**WHAT THE TASK ASKS:**
In your answer, print each of the records below exactly.
=== Section Start ===
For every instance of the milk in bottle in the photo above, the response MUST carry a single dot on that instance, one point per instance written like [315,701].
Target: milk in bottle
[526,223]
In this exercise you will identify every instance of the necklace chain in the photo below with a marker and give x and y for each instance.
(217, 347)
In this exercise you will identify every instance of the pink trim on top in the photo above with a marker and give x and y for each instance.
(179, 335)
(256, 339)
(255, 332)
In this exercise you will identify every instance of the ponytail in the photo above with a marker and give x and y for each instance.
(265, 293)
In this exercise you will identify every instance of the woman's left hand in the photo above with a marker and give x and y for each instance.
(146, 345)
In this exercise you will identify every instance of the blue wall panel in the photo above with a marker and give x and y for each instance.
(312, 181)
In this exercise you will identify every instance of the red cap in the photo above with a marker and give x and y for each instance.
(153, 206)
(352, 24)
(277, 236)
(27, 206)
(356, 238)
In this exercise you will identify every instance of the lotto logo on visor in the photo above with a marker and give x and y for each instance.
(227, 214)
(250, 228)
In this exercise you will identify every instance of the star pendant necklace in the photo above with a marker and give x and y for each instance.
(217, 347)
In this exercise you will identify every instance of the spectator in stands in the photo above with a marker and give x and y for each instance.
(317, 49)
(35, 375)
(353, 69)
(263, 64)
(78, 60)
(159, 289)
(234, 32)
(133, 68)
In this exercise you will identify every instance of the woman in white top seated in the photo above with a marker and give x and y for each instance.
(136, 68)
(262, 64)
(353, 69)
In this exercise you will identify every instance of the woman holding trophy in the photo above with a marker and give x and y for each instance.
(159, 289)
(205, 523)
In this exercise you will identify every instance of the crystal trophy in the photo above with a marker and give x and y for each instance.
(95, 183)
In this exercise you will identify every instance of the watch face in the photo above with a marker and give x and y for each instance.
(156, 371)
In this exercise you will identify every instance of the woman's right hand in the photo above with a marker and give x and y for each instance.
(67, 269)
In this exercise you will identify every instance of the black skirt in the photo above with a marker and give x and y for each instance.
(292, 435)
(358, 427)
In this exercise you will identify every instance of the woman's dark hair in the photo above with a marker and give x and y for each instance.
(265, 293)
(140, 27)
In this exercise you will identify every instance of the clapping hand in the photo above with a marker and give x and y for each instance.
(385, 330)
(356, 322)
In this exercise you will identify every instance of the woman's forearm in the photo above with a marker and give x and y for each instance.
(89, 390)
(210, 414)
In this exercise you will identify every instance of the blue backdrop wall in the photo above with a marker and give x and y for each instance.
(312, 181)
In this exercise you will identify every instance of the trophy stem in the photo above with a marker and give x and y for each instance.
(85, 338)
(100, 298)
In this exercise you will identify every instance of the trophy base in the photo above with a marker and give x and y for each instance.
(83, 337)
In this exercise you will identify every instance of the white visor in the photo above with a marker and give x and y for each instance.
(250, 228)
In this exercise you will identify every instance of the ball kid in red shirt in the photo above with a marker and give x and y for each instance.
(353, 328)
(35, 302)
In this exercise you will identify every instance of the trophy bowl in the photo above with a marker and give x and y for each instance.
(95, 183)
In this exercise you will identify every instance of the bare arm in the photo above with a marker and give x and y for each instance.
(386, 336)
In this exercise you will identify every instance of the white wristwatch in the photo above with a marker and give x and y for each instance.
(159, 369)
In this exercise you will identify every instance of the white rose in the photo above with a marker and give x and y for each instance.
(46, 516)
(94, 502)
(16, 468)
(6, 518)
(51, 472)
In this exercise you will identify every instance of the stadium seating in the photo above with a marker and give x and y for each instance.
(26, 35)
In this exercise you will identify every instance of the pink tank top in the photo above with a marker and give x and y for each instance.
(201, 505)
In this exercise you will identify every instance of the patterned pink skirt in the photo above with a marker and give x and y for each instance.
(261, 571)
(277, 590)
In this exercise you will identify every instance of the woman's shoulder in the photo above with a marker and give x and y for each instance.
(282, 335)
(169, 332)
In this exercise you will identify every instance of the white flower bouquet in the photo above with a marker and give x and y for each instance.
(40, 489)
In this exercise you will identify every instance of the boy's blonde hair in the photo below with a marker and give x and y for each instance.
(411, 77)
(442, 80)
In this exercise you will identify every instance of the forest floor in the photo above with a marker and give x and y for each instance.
=== Section End ===
**RESULT OF THIS TASK:**
For every instance of the milk in bottle in the photo above, the response MUST carry a single dot on that instance, one point per instance written like [315,701].
Target: milk in bottle
[526,223]
In this exercise you will identify every instance of the necklace chain in the photo below with a marker and give x and y for each instance.
(217, 347)
In this exercise you will identify every instance of the pink trim on top in the photo above with a marker and give x and y for each instance.
(179, 335)
(256, 339)
(255, 332)
In this exercise you will identify every instance of the ponytail in the photo above with a marker and give x and y for each instance.
(265, 293)
In this exercise you will identify every instance of the woman's left hand in the photo above with a marker and give x and y for each instance.
(146, 345)
In this exercise you will identify every instance of the blue wall panel in the photo above with a marker and give x and y for each instance.
(312, 181)
In this exercise you will identify every instance of the red cap in the photo above with a marker and give x and y for each instance.
(153, 206)
(352, 24)
(277, 236)
(27, 206)
(356, 238)
In this exercise you will identify every instance of the lotto logo on visor in the photo above with a marker and give x and y for each instance.
(227, 214)
(250, 228)
In this exercise you will identify every instance of the star pendant necklace in the photo above with a marker and give x and y for each instance.
(217, 347)
In this exercise you will identify every instance of the spectator in stands in the photo above with a marker and give x and y for each instance.
(317, 49)
(35, 375)
(353, 69)
(263, 64)
(78, 60)
(159, 289)
(234, 32)
(133, 68)
In this exercise you will identify every instance of the woman in white top seated in the photo above with a marker and give x and y for each instance.
(136, 68)
(262, 64)
(353, 69)
In this exercise you will identify every instance of the woman holding trophy in the photo above with a marker and give x and y for each instance.
(159, 289)
(205, 523)
In this exercise you will identify every instance of the crystal trophy in the photo above with a marker and give x and y for each instance.
(95, 183)
In this exercise you will identify every instance of the watch face in the photo above with a marker and give x and y for each instance.
(156, 371)
In this exercise you will identify every instance of the woman's right hand in the photo above with a marker and give x and y for each instance.
(67, 269)
In this exercise you will identify every instance of the black skirt in the photo above with a marker and give x and y for each instance.
(292, 435)
(358, 427)
In this exercise you will identify every instance of the woman's dark hair in the photo above with a marker and give x and y for each instance.
(265, 293)
(140, 27)
In this exercise you will identify every instance of the clapping hand in the photo above with a marker and give x and y for each instance.
(385, 330)
(356, 322)
In this exercise you will identify every instance of the woman's forearm in the photo above with a marker and give x and y for each instance.
(89, 390)
(210, 414)
In this exercise you will identify every instance of the blue backdrop wall in the photo above with a marker and give x and y for each instance.
(312, 181)
In this exercise you will identify every instance of the trophy stem in the photo above with a marker and give x and y for each instance.
(85, 338)
(100, 298)
In this exercise you will identify every instance of the trophy base in the photo above with a marker and give x and y for each instance.
(83, 337)
In this exercise you will identify every instance of the white visor in the photo above with a marker and give x and y for each instance.
(250, 228)
In this exercise you will identify every instance of the ball kid in red shirt in the photo above with a marker and give x and y for each instance.
(353, 328)
(35, 302)
In this exercise you will identify every instance of the trophy bowl in the photo above with a marker and give x and y for each instance.
(95, 183)
In this exercise you will identify every instance of the bare arm in the photo above with a marker and give x and y for each instance.
(386, 336)
In this exercise you will identify every instance of the white wristwatch in the photo above with a marker and give x and y for each instance.
(159, 369)
In this exercise you will identify every instance of the white rose in the photo above with a marker and give x and y for each instance.
(46, 516)
(94, 502)
(16, 468)
(6, 518)
(51, 472)
In this exercise you will identify every instance of the stadium seating in the photo above with a marker and give x and y for each instance.
(26, 35)
In this exercise you will identify every instance of the pink tank top in the photo above with a marker and give x and y for each instance.
(201, 505)
In this exercise you will identify every instance of the patterned pink skirt in the photo above with a marker and give x and y for each instance.
(261, 571)
(277, 590)
In this exercise you will identify every instance of the woman's shoulder in the photo above with a marker and give x and y for each instance.
(282, 335)
(169, 332)
In this exercise you will identify every instance of the white flower bouquet in the photo above with a marker and give x and y for each instance.
(40, 489)
In this exercise you will identify every instance of the boy's blonde hair in the photo below with a marker and give x and y for each instance.
(411, 77)
(442, 80)
In this exercise you will identify every instance of the forest floor in the photo above with a marker and give x and y for each instance.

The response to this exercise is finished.